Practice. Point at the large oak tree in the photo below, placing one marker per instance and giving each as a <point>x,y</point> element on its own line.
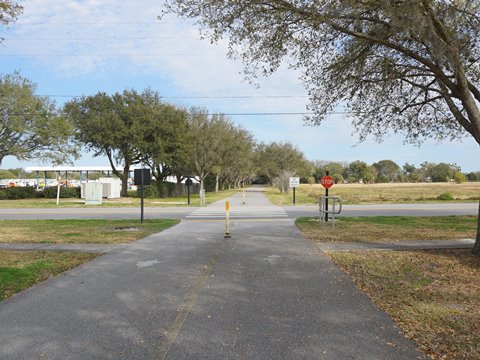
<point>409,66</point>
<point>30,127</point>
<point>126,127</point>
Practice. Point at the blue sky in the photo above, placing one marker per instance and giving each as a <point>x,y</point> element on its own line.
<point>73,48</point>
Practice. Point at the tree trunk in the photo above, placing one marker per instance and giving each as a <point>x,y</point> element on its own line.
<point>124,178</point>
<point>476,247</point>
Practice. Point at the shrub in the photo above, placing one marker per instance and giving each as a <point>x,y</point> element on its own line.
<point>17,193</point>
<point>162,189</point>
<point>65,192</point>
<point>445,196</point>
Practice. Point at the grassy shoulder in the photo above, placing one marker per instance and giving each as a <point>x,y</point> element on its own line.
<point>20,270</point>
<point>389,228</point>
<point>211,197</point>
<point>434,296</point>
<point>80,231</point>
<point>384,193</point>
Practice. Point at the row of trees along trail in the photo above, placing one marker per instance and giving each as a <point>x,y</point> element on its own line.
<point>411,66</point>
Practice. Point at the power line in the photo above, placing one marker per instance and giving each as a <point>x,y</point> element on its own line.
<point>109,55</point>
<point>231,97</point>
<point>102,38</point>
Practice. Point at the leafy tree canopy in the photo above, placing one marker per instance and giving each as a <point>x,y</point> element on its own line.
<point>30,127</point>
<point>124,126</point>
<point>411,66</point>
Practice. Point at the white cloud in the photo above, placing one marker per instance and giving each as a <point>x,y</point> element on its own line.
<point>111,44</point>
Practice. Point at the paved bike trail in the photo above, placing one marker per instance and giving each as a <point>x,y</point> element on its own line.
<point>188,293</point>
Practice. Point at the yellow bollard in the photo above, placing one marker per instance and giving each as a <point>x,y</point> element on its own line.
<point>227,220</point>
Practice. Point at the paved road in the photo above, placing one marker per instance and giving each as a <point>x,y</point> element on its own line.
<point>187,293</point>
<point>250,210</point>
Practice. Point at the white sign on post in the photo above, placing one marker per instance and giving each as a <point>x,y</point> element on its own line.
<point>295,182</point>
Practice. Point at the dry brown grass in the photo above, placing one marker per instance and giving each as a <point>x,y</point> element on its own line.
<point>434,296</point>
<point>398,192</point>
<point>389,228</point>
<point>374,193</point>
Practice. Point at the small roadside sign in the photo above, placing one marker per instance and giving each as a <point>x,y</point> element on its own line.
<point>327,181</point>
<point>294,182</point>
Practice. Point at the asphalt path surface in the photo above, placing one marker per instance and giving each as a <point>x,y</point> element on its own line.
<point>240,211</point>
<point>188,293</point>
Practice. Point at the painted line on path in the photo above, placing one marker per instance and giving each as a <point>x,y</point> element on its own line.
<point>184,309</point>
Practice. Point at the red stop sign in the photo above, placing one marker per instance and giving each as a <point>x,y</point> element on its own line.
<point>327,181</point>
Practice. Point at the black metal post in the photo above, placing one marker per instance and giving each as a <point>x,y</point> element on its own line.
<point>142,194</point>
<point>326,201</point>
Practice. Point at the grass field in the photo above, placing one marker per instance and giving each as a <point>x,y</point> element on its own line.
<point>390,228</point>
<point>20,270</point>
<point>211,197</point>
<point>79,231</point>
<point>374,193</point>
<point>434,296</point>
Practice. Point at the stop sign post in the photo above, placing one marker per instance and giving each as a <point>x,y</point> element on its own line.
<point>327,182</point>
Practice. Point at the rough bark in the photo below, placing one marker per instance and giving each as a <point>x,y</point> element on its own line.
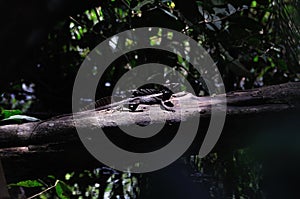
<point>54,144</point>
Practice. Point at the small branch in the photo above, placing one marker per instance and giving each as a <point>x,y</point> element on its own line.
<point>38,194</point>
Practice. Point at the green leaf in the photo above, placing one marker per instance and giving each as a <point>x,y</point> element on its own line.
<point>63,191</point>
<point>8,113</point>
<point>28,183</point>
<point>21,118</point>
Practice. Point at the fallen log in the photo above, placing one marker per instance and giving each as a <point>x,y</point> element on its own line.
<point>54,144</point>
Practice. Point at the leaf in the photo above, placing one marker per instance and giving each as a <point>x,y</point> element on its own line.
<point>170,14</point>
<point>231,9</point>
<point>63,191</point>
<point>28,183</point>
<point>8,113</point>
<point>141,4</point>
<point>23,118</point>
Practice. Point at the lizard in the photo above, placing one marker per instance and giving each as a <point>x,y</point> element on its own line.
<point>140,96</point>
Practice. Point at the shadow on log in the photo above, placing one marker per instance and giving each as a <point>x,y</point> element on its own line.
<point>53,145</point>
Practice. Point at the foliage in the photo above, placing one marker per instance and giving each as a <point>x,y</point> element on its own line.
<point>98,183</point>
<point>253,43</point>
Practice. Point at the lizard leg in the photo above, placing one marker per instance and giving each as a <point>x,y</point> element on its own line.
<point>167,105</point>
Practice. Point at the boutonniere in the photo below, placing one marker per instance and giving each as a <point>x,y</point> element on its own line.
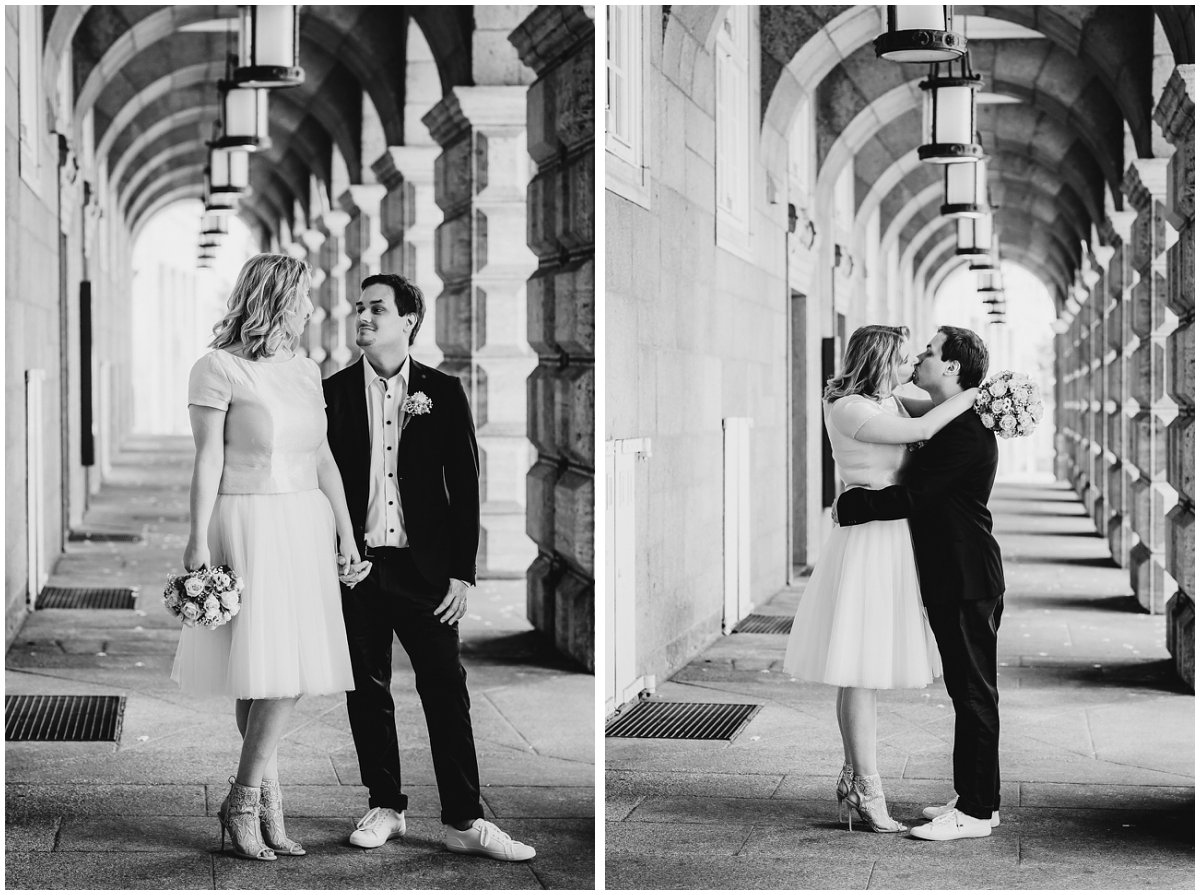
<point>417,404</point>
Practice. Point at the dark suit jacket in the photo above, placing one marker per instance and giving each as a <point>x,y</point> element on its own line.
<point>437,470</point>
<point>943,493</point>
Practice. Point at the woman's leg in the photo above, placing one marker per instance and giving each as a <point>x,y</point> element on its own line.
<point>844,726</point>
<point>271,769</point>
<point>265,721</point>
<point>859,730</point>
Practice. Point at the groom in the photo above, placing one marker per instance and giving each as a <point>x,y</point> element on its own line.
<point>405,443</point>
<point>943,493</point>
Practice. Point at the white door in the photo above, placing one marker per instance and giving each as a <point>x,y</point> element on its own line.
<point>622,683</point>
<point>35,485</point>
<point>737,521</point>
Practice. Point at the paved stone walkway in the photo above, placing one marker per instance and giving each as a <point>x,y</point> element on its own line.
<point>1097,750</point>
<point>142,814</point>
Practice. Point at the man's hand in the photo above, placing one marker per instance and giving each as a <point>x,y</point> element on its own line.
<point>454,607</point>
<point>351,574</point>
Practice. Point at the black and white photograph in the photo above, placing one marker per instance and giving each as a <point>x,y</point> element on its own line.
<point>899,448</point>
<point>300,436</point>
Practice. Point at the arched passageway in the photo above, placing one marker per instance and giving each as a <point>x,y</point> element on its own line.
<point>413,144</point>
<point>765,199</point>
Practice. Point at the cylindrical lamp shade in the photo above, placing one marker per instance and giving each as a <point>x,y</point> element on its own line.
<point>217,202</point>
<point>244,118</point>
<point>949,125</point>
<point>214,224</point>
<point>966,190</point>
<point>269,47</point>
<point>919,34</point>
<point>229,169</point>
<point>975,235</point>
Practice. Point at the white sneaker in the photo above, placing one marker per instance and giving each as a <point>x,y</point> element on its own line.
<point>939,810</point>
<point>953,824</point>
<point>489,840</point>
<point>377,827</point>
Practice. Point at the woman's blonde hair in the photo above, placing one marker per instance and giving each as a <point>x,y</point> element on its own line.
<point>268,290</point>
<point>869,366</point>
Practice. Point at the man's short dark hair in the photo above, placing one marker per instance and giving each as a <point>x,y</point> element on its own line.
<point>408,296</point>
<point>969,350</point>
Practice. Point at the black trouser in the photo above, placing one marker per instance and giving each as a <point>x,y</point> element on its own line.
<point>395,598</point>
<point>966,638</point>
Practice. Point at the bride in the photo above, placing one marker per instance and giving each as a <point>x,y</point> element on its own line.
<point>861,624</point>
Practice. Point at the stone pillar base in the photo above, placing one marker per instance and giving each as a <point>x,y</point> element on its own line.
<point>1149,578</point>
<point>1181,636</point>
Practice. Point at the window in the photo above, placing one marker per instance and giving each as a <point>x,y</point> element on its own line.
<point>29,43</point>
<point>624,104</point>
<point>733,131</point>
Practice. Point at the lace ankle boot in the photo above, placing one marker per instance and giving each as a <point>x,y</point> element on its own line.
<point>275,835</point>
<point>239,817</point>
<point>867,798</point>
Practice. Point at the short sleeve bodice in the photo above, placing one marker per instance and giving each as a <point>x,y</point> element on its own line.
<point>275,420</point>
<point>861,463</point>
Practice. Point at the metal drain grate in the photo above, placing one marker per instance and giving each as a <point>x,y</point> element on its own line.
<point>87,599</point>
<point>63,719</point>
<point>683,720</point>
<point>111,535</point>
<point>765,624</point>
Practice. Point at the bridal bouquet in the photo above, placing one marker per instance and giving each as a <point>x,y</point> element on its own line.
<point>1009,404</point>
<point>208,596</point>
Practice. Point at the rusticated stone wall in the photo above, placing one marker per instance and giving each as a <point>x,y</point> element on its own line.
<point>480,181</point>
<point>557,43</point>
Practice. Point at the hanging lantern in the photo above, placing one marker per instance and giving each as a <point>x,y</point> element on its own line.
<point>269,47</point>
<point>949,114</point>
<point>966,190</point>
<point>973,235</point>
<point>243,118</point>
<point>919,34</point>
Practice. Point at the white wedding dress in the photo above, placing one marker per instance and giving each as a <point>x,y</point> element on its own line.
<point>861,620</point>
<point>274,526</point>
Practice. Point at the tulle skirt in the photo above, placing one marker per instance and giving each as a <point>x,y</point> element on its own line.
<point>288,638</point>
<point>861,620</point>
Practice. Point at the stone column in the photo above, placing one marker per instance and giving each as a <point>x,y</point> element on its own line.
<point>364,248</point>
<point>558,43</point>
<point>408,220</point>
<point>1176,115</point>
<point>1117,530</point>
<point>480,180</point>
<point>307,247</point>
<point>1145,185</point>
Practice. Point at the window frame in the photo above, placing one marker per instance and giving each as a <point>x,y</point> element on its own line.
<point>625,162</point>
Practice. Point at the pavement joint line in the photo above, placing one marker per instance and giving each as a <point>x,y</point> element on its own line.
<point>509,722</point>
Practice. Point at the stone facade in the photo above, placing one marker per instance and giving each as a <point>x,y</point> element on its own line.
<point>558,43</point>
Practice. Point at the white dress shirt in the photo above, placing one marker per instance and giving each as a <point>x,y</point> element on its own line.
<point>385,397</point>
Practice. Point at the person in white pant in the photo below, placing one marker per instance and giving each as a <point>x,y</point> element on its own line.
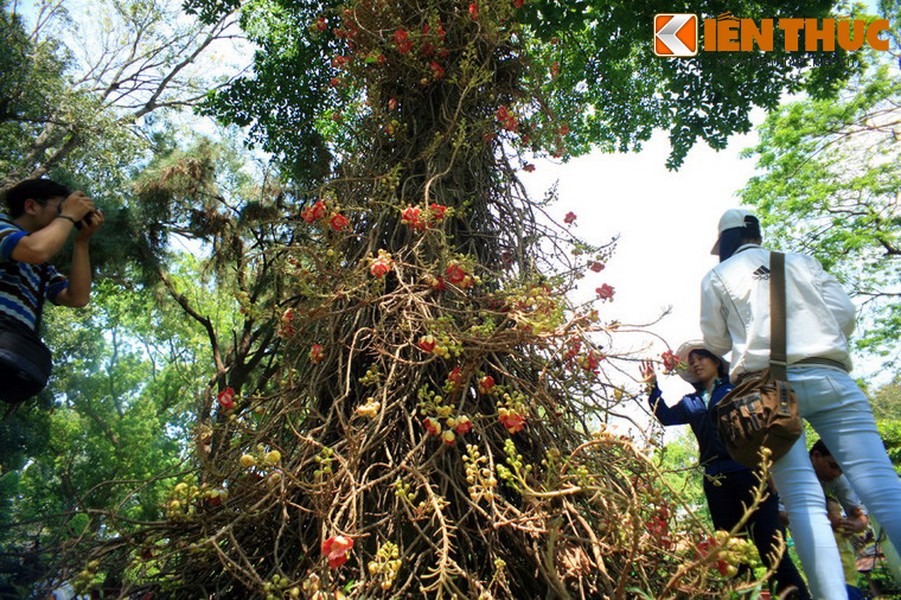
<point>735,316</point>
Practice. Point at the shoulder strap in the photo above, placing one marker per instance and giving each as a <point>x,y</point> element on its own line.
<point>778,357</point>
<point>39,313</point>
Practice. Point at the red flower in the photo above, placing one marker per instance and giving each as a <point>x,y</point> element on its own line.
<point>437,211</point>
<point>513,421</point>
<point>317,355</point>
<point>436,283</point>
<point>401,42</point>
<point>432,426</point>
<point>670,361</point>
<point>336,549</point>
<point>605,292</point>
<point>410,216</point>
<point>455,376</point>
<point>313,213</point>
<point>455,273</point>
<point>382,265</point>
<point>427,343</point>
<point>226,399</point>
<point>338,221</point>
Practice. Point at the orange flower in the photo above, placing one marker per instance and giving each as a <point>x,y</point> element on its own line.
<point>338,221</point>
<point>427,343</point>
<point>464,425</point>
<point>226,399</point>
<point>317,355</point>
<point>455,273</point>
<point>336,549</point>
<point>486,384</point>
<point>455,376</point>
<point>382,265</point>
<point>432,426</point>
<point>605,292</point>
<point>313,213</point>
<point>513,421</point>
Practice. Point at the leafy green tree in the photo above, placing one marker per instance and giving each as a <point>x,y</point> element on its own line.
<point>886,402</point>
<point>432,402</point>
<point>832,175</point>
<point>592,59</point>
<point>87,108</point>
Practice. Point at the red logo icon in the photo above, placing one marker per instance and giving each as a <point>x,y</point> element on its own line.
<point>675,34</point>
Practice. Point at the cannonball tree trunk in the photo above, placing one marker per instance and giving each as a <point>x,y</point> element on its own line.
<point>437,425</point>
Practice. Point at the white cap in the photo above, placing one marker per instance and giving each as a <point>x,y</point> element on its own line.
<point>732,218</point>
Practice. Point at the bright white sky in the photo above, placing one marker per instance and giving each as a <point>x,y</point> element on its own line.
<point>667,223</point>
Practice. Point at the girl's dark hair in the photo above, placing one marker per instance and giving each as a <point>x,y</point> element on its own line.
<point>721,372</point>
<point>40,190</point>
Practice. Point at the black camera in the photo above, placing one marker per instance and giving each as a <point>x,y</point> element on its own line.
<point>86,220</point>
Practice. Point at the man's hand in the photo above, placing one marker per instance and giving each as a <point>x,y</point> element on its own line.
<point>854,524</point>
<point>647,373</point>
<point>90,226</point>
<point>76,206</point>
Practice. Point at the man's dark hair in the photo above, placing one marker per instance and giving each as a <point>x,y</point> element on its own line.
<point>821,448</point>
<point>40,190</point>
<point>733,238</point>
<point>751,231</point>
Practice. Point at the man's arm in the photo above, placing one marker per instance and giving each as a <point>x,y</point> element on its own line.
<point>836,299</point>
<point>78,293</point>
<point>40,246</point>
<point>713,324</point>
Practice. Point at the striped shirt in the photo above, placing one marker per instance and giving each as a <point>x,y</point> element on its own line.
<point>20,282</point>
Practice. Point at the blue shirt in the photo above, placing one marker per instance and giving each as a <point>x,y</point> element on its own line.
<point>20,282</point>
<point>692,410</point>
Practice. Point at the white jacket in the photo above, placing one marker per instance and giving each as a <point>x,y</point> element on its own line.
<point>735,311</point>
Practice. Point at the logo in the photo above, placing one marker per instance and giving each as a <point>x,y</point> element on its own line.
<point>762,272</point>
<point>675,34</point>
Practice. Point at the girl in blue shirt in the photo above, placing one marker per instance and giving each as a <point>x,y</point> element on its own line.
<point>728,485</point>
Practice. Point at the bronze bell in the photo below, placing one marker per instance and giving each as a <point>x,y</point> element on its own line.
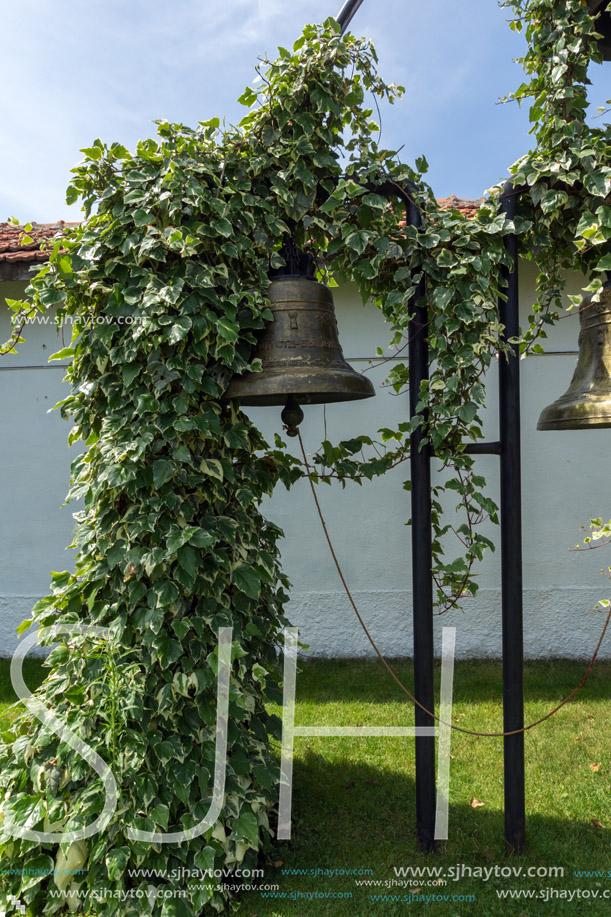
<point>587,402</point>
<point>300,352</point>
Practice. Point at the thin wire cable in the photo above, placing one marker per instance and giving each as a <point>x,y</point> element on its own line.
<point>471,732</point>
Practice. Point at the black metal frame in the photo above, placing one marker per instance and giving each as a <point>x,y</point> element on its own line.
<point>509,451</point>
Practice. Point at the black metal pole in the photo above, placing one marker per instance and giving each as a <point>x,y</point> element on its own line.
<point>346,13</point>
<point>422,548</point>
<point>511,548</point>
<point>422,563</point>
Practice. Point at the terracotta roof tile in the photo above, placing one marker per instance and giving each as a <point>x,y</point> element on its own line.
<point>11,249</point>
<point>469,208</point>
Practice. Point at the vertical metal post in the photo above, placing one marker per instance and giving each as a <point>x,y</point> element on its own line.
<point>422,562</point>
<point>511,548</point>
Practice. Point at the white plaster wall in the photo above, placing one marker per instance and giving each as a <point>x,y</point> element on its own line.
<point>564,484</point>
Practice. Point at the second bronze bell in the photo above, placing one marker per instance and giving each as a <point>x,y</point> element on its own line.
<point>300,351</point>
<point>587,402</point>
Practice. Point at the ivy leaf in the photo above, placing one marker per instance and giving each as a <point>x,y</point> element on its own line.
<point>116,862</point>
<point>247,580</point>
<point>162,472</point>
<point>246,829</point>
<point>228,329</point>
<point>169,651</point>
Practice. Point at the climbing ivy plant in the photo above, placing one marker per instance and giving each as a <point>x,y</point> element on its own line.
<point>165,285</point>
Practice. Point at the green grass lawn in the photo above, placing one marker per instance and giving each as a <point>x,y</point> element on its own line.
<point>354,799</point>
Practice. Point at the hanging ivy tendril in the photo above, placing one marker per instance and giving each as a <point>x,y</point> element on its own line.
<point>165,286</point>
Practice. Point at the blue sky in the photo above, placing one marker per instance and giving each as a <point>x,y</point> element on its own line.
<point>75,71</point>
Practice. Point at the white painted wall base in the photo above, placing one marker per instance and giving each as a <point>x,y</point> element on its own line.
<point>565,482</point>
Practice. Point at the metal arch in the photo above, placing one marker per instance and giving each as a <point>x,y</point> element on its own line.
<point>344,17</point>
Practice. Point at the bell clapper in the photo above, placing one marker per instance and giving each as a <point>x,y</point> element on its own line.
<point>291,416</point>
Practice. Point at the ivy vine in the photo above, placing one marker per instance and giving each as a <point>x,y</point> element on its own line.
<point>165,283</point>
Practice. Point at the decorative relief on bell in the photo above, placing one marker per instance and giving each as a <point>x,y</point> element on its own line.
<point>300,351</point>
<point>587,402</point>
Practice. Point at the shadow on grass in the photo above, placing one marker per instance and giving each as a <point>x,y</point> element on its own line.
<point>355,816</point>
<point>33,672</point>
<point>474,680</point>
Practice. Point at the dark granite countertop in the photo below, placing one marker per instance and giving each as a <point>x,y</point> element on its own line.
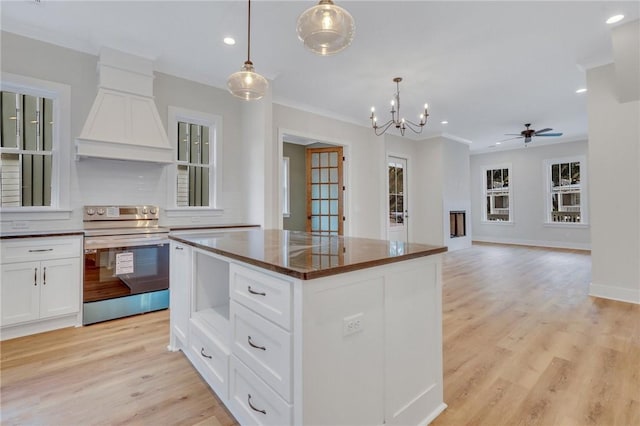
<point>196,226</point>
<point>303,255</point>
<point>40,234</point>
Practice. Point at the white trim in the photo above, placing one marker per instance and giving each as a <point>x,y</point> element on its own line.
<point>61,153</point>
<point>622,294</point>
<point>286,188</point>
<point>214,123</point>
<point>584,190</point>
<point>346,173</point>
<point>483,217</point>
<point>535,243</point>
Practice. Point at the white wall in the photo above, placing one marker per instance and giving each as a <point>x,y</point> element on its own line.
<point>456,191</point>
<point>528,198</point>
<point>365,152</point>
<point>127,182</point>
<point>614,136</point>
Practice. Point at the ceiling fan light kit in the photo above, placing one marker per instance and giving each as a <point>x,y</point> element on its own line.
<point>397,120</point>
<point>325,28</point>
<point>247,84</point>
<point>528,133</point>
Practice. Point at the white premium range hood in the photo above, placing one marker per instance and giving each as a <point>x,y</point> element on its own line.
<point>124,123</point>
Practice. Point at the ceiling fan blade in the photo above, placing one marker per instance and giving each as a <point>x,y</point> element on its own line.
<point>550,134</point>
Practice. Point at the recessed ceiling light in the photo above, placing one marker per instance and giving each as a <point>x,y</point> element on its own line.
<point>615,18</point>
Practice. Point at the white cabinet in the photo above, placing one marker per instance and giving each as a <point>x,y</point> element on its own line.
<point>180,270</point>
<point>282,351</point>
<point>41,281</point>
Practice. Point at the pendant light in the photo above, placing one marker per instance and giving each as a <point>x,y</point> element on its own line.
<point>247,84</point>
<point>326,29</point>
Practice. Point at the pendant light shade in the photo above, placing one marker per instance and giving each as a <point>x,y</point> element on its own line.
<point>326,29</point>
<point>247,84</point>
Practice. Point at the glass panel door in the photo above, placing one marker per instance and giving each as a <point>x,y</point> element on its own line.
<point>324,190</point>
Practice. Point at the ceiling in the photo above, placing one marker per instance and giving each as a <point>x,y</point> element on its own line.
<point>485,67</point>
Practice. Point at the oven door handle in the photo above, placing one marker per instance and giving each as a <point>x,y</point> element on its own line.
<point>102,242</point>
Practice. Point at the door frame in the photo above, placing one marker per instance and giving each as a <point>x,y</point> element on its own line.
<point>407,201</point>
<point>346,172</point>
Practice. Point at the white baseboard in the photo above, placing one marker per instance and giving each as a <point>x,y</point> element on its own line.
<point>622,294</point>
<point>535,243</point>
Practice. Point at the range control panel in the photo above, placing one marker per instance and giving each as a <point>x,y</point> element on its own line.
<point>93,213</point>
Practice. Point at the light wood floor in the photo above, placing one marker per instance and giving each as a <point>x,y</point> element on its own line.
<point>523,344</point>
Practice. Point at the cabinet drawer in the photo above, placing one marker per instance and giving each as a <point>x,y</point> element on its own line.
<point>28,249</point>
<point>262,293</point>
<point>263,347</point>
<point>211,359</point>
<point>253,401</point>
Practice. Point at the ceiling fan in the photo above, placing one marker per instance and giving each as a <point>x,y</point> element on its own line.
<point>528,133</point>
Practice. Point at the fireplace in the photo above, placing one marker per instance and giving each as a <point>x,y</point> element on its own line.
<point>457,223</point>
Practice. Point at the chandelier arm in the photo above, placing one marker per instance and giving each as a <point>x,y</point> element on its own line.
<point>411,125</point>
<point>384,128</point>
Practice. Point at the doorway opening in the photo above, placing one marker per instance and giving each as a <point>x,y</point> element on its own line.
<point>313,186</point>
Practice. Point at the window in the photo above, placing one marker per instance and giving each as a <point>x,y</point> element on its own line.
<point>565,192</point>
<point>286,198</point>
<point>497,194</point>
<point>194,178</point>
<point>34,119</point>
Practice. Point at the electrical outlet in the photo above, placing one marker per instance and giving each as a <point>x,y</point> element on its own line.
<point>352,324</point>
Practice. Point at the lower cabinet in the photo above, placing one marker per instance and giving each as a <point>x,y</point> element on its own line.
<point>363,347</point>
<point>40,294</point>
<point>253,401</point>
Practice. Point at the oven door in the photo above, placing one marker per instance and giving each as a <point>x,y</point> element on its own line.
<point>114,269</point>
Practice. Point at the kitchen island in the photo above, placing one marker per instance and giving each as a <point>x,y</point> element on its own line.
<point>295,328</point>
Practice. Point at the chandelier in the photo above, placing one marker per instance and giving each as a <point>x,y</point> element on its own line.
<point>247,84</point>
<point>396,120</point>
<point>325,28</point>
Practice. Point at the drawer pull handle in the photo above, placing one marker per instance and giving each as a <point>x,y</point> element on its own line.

========================

What to produce.
Begin at the line that has "Practice. Point at the shrub" and stop after the line that has "<point>445,196</point>", then copy that run of data word for word.

Exercise result.
Practice. Point at the shrub in the photo above, placing one marker per instance and giving each as a <point>x,y</point> element on its own line.
<point>17,193</point>
<point>162,189</point>
<point>65,192</point>
<point>445,196</point>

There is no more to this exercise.